In full and exactly, reproduce the entries below, but omit the pictures.
--- START ---
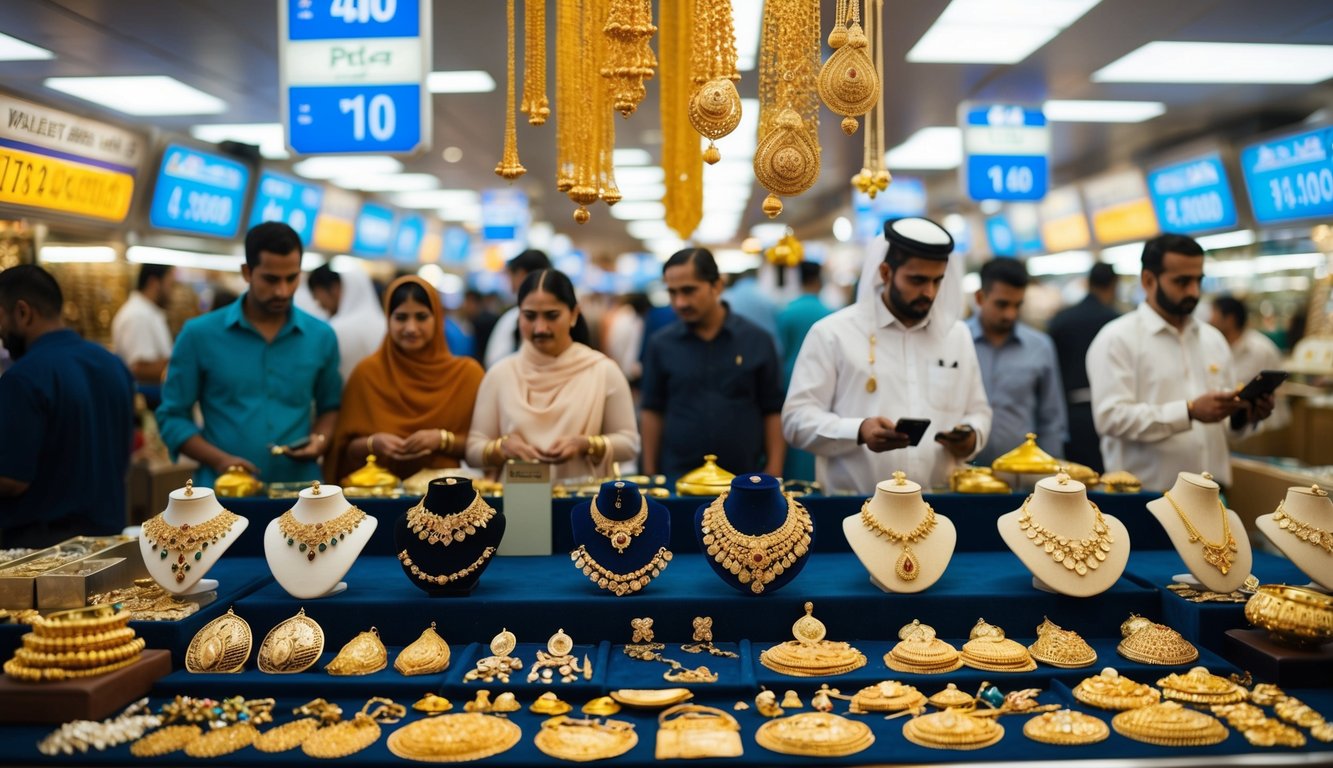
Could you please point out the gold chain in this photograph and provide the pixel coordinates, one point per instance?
(1079, 555)
(187, 539)
(449, 528)
(1220, 555)
(620, 532)
(1313, 535)
(445, 578)
(756, 560)
(311, 538)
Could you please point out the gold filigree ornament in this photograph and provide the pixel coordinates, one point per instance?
(427, 655)
(363, 655)
(291, 647)
(816, 735)
(809, 655)
(584, 740)
(1061, 648)
(455, 738)
(848, 83)
(1067, 728)
(920, 652)
(1169, 724)
(223, 646)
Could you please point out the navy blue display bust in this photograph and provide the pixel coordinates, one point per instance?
(445, 555)
(621, 538)
(755, 536)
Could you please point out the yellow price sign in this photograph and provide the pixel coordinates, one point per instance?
(56, 184)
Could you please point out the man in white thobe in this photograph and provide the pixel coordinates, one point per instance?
(899, 352)
(1163, 383)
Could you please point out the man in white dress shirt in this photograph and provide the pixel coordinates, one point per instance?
(899, 352)
(1163, 383)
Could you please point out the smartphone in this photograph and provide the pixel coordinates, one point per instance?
(913, 428)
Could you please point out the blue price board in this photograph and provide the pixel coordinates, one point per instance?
(1193, 196)
(353, 75)
(284, 199)
(1292, 178)
(1005, 152)
(373, 231)
(199, 192)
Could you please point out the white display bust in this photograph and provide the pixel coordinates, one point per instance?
(1060, 506)
(897, 506)
(320, 576)
(192, 507)
(1197, 496)
(1309, 510)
--- END ---
Exercise solution
Could you please point out the gold chain in this photograph and provide the pixel coordinates, one point per instance?
(1079, 555)
(187, 539)
(449, 528)
(1220, 555)
(620, 532)
(1313, 535)
(445, 578)
(756, 560)
(311, 538)
Could you please point out the gold filigree ornament in this photograph and provide the pixel coordinates, one point per instance?
(427, 655)
(363, 655)
(291, 647)
(816, 735)
(809, 655)
(584, 740)
(1061, 648)
(455, 738)
(848, 83)
(1067, 728)
(920, 652)
(1169, 724)
(223, 646)
Could you please point out the navy blue display bust in this photograph and provide the pixel coordinates, one point per instance?
(445, 555)
(621, 538)
(755, 536)
Could you please point out the yellow price sign in this photograph and provide the pixel coordinates, one point per instance?
(56, 184)
Could you please point out the man in white thobe in this photograph and provide the pixel coordinates, one point per instance?
(899, 352)
(1163, 383)
Could you please point out the man in white dress shirt in this photograph and provide the pixel coordinates, one point per instance?
(899, 352)
(1163, 383)
Could you please point out the smartphone in this photograph and provide the pixel coordinates, one point per instance?
(913, 428)
Could you please point out the blue price board in this photograph and provide the pixel coordinates, one point per instance?
(1193, 196)
(353, 75)
(284, 199)
(1292, 178)
(1005, 152)
(373, 231)
(199, 192)
Could you please point out the white display bust in this photograph and provide the pixel coordinates, one point per instance?
(1060, 506)
(897, 506)
(320, 576)
(192, 507)
(1197, 496)
(1309, 510)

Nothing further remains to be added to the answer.